▸ Objetivo 1
Segundo a matéria sobre o encontro no Artes Vertentes, quantos livros Cidinha da Silva soma em seu currículo?
▸ Objetivo 2
Na matéria sobre o encontro no Artes Vertentes, reescreva o trecho que começa com as palavras contendo "A atmosfera de" e termina com "camaronesa Léonora Miano.", trocando "escritora mineira" por "autora mineira".

▸ Documento
Léonora Miano e Cidinha da Silva desdobram saberes ancestrais, estéticas e potenciais de transformação social em mesa no Artes Vertentes.


Cidinha e Leonora, grande encontro no Artes Vertentes/ Foto: Daniela Mendes
Cidinha e Leonora, grande encontro no Artes Vertentes/ Foto: Daniela Mendes

A atmosfera de expectativa e reverência tomaram conta dos jardins do Iphan. O Artes Vertentes colocou numa mesma mesa duas potências da literatura contemporânea: escritora mineira e historiadora Cidinha da Silva e a franco camaronesa Léonora Miano.


Era uma tarde de quarta-feira e as cerca de 30 cadeiras do espaço foram quase preenchidas. Afinal, Cidinha soma em seu currículo 23 livros, cada um com sua parcela de fãs. E Léonora desponta no Brasil, desde a Feira Literária de Parati (FLIP) de 2024, quando lançou três dos seus livros: os romances “Stardust”, “A Imperatriz Vermelha” e o ensaio “A Outra Linguagem das Mulheres”.


Mesa e cenário. Da esq. para a direita: Luiz Gustavo, Cidinha, Léonora e Maria/ Foto: Daniela Mendes
Mesa e cenário. Da esq. para a direita: Luiz Gustavo, Cidinha, Léonora e Maria/ Foto: Daniela Mendes

Uma pequena livraria improvisada num banco de jardim espalhava ali os títulos instigantes das duas autoras. Os de Cidinha gigantes no pugilismo que nocauteia leitores já nos títulos. Como “Um Exu em Nova York” ou o celebrado “Só bato em cachorro grande, do meu tamanho ou maior: 81 lições do método Sueli Carneiro”.


As duas carregavam o peso da história que fazem na literatura. Uma pena que sem diálogo entre elas. Apesar dos esforços de tradução do anfitrião e mediador Luiz Gustavo de Carvalho e a diretora artística Maria Vragova, o nosso pensamento parecia atravessar lentamente o Atlântico, da América do Sul à África a cada pergunta, em um vai e vem que custava algum preço ao encadeamento das ideias das autoras. Como se duas entrevistas diferentes acontecessem simultaneamente em paralelo.

(Entradas de um conjunto de dados)

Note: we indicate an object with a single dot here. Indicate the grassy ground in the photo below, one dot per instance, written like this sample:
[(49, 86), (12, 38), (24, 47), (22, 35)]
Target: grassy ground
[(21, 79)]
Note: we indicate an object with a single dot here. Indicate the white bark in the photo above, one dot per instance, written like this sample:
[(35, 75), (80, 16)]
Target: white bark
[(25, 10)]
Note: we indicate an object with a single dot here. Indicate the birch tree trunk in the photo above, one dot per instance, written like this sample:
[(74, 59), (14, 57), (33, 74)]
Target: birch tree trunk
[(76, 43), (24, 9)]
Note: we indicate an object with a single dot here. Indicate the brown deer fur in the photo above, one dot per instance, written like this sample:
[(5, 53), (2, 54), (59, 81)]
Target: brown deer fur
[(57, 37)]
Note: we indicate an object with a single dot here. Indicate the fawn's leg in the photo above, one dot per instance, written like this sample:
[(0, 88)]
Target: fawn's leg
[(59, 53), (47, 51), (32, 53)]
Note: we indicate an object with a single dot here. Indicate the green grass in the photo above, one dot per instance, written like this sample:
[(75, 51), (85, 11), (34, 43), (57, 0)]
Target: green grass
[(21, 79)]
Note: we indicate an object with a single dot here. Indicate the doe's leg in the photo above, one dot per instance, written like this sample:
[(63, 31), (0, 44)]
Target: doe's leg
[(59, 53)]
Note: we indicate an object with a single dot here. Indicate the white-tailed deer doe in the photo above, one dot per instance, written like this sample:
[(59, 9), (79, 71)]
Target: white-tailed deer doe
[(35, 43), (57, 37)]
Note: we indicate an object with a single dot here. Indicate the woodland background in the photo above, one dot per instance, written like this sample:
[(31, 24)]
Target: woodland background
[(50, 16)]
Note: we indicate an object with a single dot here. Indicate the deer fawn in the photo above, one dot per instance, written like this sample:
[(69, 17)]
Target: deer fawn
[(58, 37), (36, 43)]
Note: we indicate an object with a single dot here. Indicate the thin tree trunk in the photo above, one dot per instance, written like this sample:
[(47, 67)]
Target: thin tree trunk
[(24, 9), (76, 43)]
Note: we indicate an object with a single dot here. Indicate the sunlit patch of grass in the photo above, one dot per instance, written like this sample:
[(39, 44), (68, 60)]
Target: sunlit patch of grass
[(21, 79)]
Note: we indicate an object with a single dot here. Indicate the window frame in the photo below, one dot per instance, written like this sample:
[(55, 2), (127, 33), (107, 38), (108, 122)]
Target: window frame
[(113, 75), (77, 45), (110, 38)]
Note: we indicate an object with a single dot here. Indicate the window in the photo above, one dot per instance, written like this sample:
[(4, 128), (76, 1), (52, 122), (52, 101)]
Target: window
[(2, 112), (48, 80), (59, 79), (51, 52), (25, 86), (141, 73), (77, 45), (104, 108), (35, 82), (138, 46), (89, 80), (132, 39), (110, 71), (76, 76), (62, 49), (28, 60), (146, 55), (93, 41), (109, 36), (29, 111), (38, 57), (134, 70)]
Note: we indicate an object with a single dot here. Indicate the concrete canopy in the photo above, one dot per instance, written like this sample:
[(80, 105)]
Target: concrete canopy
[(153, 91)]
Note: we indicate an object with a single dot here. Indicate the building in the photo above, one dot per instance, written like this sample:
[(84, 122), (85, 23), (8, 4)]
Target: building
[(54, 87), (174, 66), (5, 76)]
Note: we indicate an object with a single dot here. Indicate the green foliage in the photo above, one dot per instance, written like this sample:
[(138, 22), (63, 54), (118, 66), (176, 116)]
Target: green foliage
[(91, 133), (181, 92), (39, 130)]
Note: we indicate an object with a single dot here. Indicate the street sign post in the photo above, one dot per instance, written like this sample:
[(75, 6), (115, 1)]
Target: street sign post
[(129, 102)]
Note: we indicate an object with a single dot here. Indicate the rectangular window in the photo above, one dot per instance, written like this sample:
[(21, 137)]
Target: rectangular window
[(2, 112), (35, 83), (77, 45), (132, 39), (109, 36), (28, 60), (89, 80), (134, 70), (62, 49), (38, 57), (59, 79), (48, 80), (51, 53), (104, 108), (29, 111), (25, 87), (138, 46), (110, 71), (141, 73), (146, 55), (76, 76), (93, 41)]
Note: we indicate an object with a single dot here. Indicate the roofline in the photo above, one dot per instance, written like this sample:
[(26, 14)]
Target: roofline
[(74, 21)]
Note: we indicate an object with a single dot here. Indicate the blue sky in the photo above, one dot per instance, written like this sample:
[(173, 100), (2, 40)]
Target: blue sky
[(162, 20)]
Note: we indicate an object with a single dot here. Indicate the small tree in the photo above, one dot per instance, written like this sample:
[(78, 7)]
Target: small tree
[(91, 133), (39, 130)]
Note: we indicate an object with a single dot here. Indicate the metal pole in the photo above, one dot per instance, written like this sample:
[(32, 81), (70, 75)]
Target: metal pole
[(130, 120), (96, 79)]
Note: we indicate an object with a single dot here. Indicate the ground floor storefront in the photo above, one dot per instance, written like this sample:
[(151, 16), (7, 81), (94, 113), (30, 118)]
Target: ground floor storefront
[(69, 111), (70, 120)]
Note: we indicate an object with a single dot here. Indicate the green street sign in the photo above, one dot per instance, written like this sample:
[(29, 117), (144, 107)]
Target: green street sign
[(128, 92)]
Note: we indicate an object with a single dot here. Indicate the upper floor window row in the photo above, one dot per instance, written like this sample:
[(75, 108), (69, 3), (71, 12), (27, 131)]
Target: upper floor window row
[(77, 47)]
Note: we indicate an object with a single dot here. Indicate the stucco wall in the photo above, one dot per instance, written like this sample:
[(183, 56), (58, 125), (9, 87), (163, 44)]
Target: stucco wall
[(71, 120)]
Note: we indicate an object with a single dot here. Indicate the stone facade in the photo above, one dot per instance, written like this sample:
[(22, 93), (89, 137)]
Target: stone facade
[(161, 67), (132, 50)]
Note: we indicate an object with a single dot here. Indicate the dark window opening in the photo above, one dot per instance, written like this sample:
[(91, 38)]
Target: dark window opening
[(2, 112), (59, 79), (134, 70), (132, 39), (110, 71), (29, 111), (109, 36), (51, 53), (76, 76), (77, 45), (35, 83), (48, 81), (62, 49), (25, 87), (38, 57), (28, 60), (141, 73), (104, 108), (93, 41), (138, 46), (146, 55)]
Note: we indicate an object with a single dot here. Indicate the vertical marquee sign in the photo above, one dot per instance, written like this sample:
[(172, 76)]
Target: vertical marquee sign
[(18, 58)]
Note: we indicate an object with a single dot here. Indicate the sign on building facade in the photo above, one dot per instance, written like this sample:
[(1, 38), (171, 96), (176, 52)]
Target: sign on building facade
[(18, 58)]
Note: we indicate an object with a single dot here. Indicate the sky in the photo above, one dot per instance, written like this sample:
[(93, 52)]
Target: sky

▸ Resposta completa 1
23 livros.

▸ Resposta completa 2
A atmosfera de expectativa e reverência tomaram conta dos jardins do Iphan. O Artes Vertentes colocou numa mesma mesa duas potências da literatura contemporânea: autora mineira e historiadora Cidinha da Silva e a franco camaronesa Léonora Miano.